WHAT THIS TASK INVOLVES: Repeat the entries exactly, and do not carry the pictures over.

ENTRIES SUPPLIED:

====================

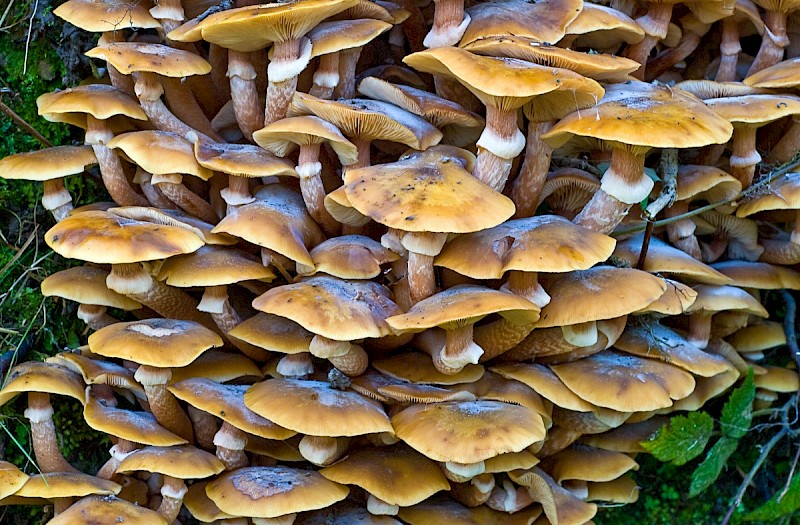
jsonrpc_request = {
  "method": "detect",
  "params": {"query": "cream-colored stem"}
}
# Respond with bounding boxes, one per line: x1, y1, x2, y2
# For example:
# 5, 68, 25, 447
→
407, 251, 437, 305
26, 392, 78, 473
747, 10, 788, 76
158, 476, 187, 523
299, 143, 339, 236
156, 178, 220, 224
716, 17, 741, 82
96, 439, 138, 480
335, 48, 362, 99
42, 178, 73, 221
215, 422, 248, 470
729, 125, 759, 188
77, 304, 118, 331
229, 49, 263, 142
572, 189, 632, 234
511, 120, 554, 218
310, 53, 339, 99
687, 311, 713, 349
474, 106, 521, 191
474, 318, 536, 362
136, 169, 178, 209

====================

ANSWER SECTION:
jsonrpc_request = {
  "method": "detect",
  "params": {"query": "cream-colored stem"}
}
# Respond with bounding boxes, one per line: x1, y1, x2, y2
# For example:
# 5, 68, 25, 447
→
407, 251, 437, 305
26, 392, 78, 473
747, 10, 788, 76
158, 476, 187, 523
299, 143, 339, 236
156, 178, 220, 224
716, 17, 741, 82
96, 439, 138, 480
335, 48, 362, 99
42, 178, 73, 221
215, 422, 248, 470
729, 125, 759, 188
77, 304, 118, 331
229, 49, 263, 142
572, 189, 632, 234
511, 120, 554, 218
310, 53, 339, 99
687, 311, 713, 349
474, 106, 521, 191
474, 318, 536, 362
136, 169, 178, 209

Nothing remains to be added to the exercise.